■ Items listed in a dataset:
--- BEGIN ---
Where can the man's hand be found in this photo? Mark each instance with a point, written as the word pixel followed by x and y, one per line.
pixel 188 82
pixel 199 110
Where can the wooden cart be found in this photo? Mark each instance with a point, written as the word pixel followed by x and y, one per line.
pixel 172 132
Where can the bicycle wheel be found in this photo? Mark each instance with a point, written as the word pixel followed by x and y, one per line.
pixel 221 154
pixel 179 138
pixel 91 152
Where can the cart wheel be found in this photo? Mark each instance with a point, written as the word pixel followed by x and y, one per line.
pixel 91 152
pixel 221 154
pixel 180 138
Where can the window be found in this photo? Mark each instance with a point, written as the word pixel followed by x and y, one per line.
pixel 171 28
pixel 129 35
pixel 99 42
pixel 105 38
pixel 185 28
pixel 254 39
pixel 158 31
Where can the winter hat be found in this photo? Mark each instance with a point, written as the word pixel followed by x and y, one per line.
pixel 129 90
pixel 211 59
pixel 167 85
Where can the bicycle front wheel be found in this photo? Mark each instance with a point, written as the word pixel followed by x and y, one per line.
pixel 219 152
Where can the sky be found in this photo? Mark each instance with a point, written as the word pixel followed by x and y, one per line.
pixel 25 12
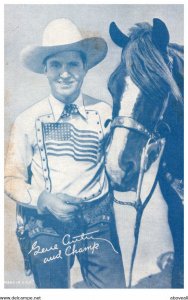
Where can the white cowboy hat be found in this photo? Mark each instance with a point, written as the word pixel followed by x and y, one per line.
pixel 63 35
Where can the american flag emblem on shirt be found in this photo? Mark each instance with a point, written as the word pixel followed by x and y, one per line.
pixel 64 139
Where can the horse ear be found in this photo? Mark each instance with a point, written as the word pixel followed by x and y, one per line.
pixel 160 35
pixel 118 37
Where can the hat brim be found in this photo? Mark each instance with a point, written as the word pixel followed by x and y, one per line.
pixel 95 50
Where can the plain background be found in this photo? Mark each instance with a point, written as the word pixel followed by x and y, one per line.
pixel 24 24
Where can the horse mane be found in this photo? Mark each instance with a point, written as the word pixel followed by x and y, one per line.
pixel 148 68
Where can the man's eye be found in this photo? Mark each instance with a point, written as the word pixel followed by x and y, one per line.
pixel 55 65
pixel 73 64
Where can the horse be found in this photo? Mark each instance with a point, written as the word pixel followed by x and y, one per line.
pixel 147 128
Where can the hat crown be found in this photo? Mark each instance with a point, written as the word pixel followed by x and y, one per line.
pixel 61 32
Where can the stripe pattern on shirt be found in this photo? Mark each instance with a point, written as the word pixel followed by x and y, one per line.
pixel 64 139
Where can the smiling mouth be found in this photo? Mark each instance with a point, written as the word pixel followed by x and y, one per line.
pixel 64 83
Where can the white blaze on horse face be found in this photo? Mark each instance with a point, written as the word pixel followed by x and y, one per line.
pixel 113 156
pixel 119 140
pixel 129 98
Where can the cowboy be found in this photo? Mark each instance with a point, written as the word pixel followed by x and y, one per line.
pixel 55 167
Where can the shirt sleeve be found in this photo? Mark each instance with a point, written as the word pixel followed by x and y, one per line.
pixel 18 160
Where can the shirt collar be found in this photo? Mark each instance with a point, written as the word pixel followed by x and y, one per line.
pixel 58 106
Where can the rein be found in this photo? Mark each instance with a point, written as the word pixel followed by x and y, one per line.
pixel 154 139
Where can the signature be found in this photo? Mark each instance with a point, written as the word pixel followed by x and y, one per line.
pixel 72 246
pixel 72 249
pixel 37 250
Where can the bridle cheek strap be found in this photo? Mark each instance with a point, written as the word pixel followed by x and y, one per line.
pixel 130 123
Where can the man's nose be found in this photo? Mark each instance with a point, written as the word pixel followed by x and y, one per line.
pixel 64 73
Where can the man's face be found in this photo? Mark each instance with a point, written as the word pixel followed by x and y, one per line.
pixel 65 72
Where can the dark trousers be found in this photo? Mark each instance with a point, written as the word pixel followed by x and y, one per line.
pixel 91 237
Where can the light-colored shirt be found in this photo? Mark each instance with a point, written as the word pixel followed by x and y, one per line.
pixel 59 155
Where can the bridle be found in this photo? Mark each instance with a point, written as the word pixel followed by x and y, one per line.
pixel 154 139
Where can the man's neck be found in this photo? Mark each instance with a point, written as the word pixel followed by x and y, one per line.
pixel 67 100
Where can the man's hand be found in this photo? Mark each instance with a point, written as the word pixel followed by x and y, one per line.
pixel 63 207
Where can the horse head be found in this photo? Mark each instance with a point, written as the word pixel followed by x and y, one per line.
pixel 141 86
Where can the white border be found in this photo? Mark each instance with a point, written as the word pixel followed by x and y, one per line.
pixel 146 294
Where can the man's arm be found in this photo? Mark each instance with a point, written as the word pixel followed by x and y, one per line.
pixel 19 157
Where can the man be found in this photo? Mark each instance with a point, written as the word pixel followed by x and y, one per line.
pixel 55 168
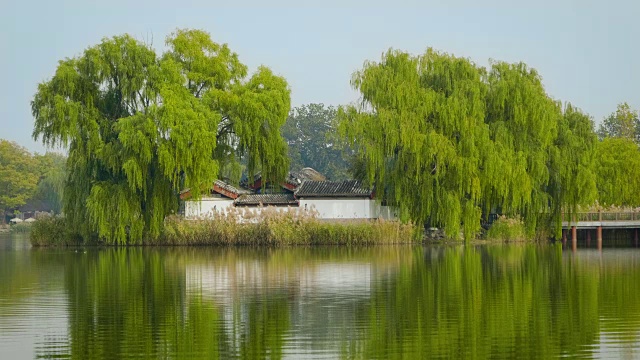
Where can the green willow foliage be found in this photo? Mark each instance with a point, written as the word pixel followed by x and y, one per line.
pixel 139 127
pixel 447 140
pixel 618 172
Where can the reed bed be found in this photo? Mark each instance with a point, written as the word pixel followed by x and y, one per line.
pixel 263 227
pixel 273 228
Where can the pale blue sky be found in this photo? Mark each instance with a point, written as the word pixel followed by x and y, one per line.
pixel 587 51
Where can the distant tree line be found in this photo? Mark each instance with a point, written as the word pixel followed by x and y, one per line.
pixel 26 177
pixel 441 138
pixel 448 142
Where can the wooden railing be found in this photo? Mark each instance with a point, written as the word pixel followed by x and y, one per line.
pixel 604 216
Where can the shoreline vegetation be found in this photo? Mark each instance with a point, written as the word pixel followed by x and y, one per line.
pixel 437 136
pixel 271 229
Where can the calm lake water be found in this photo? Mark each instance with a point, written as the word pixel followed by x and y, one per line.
pixel 359 303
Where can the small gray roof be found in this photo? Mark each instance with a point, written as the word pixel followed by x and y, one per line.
pixel 347 188
pixel 231 188
pixel 266 200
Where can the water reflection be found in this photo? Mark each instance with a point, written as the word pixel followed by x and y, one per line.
pixel 363 303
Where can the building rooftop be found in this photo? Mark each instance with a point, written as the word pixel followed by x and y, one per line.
pixel 347 188
pixel 266 200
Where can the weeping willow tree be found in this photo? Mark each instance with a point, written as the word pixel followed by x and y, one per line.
pixel 572 166
pixel 445 140
pixel 139 127
pixel 618 172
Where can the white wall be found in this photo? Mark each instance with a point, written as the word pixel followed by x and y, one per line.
pixel 347 208
pixel 339 208
pixel 206 207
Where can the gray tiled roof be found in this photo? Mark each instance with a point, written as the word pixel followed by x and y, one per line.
pixel 266 199
pixel 231 188
pixel 347 188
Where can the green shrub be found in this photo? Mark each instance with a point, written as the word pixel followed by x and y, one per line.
pixel 507 229
pixel 52 231
pixel 23 227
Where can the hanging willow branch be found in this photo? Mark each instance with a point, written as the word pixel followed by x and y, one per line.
pixel 140 127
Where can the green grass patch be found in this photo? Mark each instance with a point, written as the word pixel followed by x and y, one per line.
pixel 23 227
pixel 52 231
pixel 282 229
pixel 270 228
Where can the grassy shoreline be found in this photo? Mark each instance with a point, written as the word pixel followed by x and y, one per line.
pixel 271 229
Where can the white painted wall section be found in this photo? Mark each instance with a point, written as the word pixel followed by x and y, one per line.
pixel 207 207
pixel 339 208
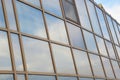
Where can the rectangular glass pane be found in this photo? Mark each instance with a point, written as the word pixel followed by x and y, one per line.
pixel 37 55
pixel 63 59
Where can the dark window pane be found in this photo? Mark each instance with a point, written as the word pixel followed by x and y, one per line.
pixel 31 20
pixel 76 37
pixel 37 55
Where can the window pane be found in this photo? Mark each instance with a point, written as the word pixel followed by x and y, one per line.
pixel 110 49
pixel 89 39
pixel 76 37
pixel 96 64
pixel 93 17
pixel 31 20
pixel 17 52
pixel 56 28
pixel 4 52
pixel 82 63
pixel 10 14
pixel 102 23
pixel 70 11
pixel 63 59
pixel 2 22
pixel 54 9
pixel 82 12
pixel 37 55
pixel 101 46
pixel 108 69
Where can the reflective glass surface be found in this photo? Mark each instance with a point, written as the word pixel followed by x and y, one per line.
pixel 37 55
pixel 63 59
pixel 31 20
pixel 76 37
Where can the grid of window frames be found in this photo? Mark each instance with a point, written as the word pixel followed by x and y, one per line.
pixel 58 40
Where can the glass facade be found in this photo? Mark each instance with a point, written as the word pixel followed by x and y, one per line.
pixel 58 40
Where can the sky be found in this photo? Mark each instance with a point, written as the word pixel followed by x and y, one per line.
pixel 112 7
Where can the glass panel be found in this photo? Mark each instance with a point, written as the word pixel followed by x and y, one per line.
pixel 56 28
pixel 54 9
pixel 6 77
pixel 10 14
pixel 83 16
pixel 39 77
pixel 2 22
pixel 37 55
pixel 63 59
pixel 4 52
pixel 67 78
pixel 93 17
pixel 76 37
pixel 107 67
pixel 90 42
pixel 82 63
pixel 96 64
pixel 116 69
pixel 17 52
pixel 101 46
pixel 102 23
pixel 110 49
pixel 31 20
pixel 70 11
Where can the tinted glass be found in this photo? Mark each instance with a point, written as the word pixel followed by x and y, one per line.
pixel 82 63
pixel 37 55
pixel 56 28
pixel 31 20
pixel 76 37
pixel 63 59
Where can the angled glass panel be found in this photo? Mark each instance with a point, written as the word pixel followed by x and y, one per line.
pixel 82 62
pixel 17 52
pixel 40 77
pixel 63 59
pixel 37 55
pixel 76 37
pixel 52 6
pixel 56 28
pixel 110 49
pixel 31 20
pixel 102 23
pixel 108 68
pixel 90 41
pixel 116 69
pixel 96 65
pixel 101 46
pixel 10 14
pixel 2 22
pixel 83 16
pixel 4 52
pixel 93 17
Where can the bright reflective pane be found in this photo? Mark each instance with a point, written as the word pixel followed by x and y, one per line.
pixel 82 12
pixel 76 37
pixel 63 59
pixel 4 52
pixel 108 68
pixel 90 42
pixel 31 20
pixel 17 52
pixel 96 65
pixel 56 28
pixel 82 63
pixel 93 17
pixel 101 46
pixel 10 14
pixel 37 55
pixel 52 6
pixel 2 22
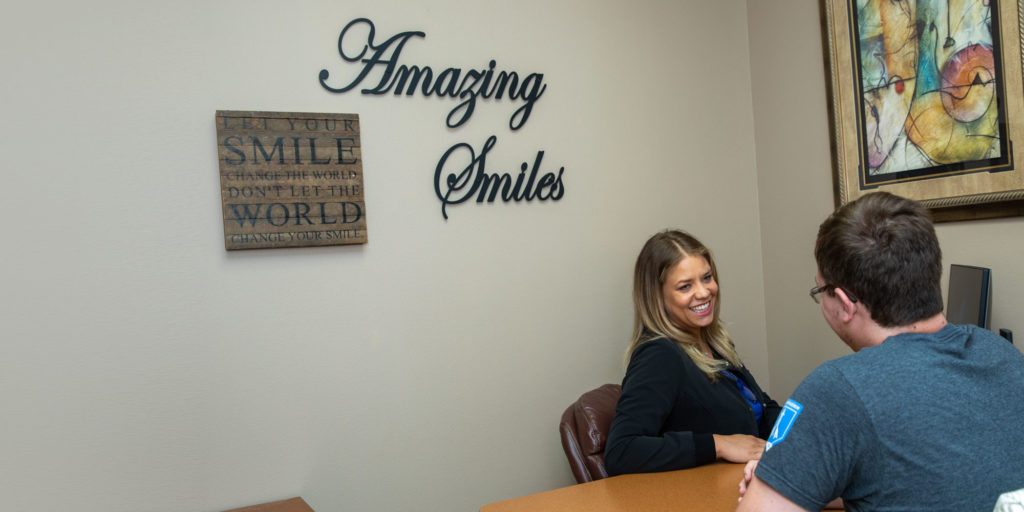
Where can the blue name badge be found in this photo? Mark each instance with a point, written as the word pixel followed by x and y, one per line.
pixel 784 422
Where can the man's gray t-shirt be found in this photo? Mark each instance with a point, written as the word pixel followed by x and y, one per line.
pixel 921 422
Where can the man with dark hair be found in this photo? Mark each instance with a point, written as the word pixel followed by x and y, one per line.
pixel 925 415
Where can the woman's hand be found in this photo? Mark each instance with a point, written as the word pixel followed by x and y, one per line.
pixel 748 474
pixel 738 448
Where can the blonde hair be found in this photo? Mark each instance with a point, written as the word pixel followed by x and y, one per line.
pixel 650 321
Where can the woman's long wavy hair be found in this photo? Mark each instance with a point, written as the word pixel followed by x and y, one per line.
pixel 650 320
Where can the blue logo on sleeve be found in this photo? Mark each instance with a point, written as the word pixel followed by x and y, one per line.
pixel 785 419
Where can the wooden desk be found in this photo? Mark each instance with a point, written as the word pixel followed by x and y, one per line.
pixel 713 487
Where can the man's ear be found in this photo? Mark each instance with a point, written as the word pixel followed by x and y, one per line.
pixel 849 306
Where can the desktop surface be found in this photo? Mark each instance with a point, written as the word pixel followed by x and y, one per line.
pixel 711 487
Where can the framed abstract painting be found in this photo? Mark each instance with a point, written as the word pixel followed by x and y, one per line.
pixel 927 101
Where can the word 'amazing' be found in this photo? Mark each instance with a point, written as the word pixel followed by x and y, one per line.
pixel 452 82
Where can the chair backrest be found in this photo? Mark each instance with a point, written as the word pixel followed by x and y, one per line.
pixel 584 429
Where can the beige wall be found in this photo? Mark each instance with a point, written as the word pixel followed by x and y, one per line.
pixel 795 194
pixel 145 369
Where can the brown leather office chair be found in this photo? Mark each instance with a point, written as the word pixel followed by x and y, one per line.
pixel 585 428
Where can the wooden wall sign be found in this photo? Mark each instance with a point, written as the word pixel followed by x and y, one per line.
pixel 290 179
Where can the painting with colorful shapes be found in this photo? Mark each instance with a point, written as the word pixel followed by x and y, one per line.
pixel 926 100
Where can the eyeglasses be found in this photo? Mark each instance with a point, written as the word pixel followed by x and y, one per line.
pixel 823 288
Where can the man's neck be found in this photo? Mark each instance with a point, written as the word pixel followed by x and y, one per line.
pixel 930 325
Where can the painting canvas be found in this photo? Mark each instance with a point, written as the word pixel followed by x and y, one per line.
pixel 926 98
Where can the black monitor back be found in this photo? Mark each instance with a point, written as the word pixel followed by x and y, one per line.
pixel 969 295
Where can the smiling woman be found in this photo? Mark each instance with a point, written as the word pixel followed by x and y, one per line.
pixel 687 399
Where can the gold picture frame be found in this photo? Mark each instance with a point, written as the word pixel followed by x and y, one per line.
pixel 927 101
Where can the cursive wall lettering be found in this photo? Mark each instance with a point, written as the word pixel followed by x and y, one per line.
pixel 452 82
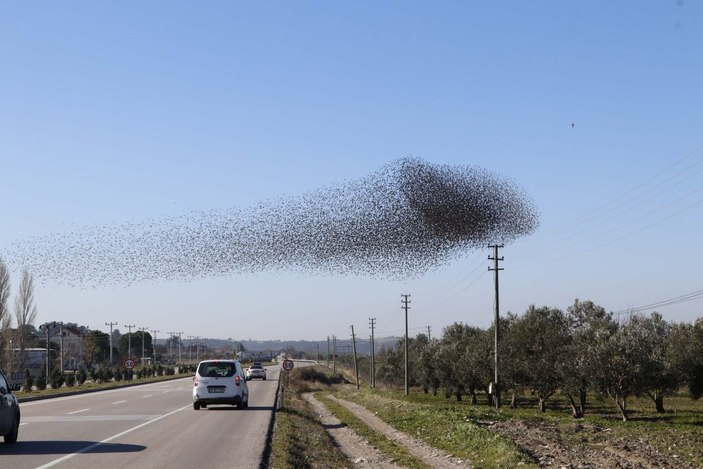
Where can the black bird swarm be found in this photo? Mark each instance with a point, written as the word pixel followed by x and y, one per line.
pixel 399 222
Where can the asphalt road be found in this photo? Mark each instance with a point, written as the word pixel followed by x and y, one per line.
pixel 148 426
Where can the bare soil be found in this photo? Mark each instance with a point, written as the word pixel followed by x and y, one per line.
pixel 589 446
pixel 432 456
pixel 361 454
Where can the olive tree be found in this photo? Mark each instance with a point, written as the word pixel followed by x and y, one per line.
pixel 586 321
pixel 541 337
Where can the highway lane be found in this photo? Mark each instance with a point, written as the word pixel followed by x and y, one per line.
pixel 146 426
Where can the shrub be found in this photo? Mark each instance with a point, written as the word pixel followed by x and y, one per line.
pixel 57 379
pixel 40 383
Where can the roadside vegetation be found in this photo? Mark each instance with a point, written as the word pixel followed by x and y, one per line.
pixel 299 440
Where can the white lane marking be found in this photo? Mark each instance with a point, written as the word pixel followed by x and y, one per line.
pixel 107 440
pixel 137 388
pixel 88 418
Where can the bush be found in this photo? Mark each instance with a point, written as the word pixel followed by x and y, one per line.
pixel 28 380
pixel 312 374
pixel 57 379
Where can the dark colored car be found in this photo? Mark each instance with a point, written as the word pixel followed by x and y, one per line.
pixel 9 412
pixel 256 370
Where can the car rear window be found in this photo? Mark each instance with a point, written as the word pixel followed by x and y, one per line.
pixel 217 370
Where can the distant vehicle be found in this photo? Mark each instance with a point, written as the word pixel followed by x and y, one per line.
pixel 220 382
pixel 9 412
pixel 256 370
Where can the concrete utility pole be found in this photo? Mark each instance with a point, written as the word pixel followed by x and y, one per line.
pixel 179 346
pixel 129 340
pixel 142 330
pixel 153 345
pixel 372 325
pixel 190 346
pixel 406 302
pixel 356 367
pixel 110 324
pixel 496 269
pixel 61 345
pixel 170 345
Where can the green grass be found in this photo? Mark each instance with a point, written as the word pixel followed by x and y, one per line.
pixel 456 429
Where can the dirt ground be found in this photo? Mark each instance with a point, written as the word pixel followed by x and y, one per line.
pixel 350 444
pixel 595 446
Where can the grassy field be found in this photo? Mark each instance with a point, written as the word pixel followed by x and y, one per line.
pixel 511 437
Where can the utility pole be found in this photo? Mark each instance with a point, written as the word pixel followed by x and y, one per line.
pixel 372 325
pixel 129 340
pixel 153 345
pixel 190 346
pixel 110 324
pixel 496 269
pixel 356 366
pixel 170 345
pixel 334 353
pixel 405 302
pixel 142 330
pixel 179 346
pixel 60 346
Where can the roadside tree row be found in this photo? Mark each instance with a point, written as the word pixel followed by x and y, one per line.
pixel 546 350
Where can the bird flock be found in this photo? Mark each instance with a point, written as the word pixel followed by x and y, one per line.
pixel 399 222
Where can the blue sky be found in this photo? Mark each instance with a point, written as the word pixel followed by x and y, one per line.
pixel 118 112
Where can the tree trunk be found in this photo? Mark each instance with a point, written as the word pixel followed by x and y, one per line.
pixel 658 399
pixel 622 406
pixel 582 401
pixel 472 393
pixel 576 411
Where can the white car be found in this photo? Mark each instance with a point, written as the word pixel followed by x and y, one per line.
pixel 256 370
pixel 220 382
pixel 9 412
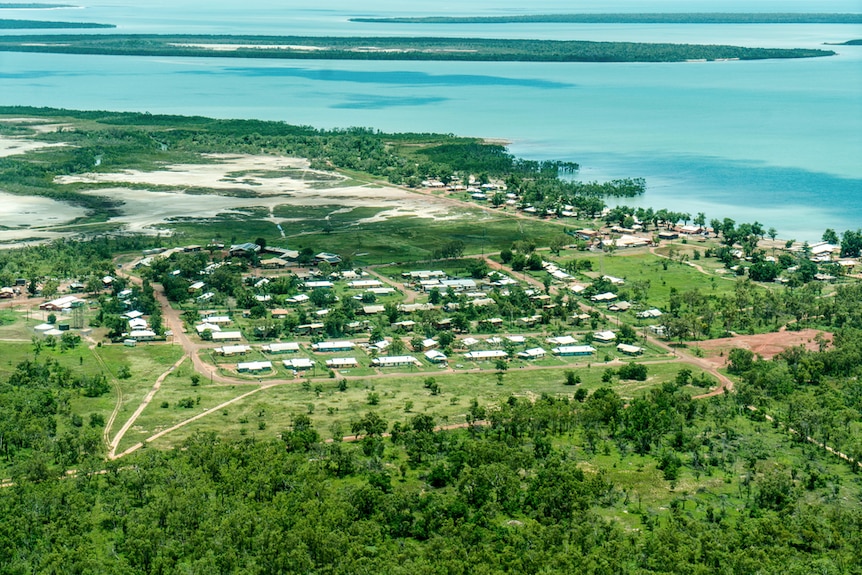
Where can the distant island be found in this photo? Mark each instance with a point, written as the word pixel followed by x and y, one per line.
pixel 640 18
pixel 33 6
pixel 42 25
pixel 370 48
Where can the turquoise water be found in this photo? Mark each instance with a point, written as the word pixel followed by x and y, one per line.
pixel 776 141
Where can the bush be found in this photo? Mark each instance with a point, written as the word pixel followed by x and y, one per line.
pixel 633 371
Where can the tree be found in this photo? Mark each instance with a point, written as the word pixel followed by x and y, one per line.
pixel 740 360
pixel 830 237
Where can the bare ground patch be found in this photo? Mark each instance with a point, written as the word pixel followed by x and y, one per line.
pixel 766 345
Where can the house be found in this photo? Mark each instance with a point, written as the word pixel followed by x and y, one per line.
pixel 487 354
pixel 532 353
pixel 341 362
pixel 573 350
pixel 435 356
pixel 332 259
pixel 629 349
pixel 142 335
pixel 62 303
pixel 287 347
pixel 254 366
pixel 200 328
pixel 648 313
pixel 332 346
pixel 298 363
pixel 562 340
pixel 228 350
pixel 309 328
pixel 364 284
pixel 274 263
pixel 245 249
pixel 227 336
pixel 604 336
pixel 395 361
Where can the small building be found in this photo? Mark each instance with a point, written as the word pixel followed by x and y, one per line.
pixel 604 336
pixel 395 361
pixel 332 346
pixel 341 362
pixel 364 284
pixel 573 350
pixel 62 303
pixel 254 366
pixel 562 340
pixel 327 257
pixel 229 350
pixel 213 328
pixel 649 313
pixel 309 328
pixel 435 356
pixel 607 296
pixel 287 347
pixel 298 363
pixel 629 349
pixel 245 249
pixel 486 355
pixel 532 353
pixel 142 335
pixel 227 336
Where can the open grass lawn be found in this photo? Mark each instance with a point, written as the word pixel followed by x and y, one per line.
pixel 331 409
pixel 145 363
pixel 662 274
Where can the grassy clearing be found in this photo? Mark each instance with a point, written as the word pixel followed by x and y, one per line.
pixel 334 410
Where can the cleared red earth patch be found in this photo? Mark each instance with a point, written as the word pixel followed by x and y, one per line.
pixel 765 345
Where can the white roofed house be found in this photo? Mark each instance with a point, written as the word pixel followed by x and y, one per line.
pixel 629 349
pixel 395 361
pixel 331 346
pixel 254 366
pixel 532 353
pixel 228 350
pixel 604 336
pixel 298 363
pixel 341 362
pixel 287 347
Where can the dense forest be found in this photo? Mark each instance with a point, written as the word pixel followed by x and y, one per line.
pixel 539 486
pixel 385 48
pixel 635 18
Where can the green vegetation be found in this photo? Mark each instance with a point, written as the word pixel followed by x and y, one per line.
pixel 384 48
pixel 635 18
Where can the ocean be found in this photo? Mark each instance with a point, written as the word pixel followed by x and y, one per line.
pixel 776 141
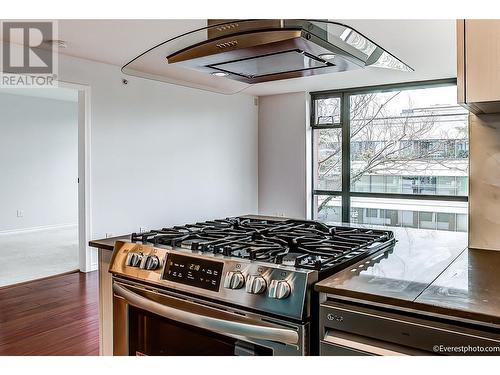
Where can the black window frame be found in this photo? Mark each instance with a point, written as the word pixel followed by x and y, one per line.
pixel 345 193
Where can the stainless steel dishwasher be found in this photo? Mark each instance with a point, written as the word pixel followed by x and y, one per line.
pixel 348 328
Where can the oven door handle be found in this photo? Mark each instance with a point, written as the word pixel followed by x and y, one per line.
pixel 223 326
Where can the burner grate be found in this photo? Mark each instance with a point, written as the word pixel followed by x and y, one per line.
pixel 299 243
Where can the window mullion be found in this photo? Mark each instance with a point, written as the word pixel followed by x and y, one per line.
pixel 346 157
--- END ---
■ WORK TO BE COMPLETED:
Copy the lines word for word, beginning at the first line of the entries and stopping after the line that contains "pixel 199 110".

■ PROBLEM SOLUTION:
Where can the man's hand be found in this photo? Mark each instance with a point, written as the word pixel followed by x and y, one per line.
pixel 188 82
pixel 199 110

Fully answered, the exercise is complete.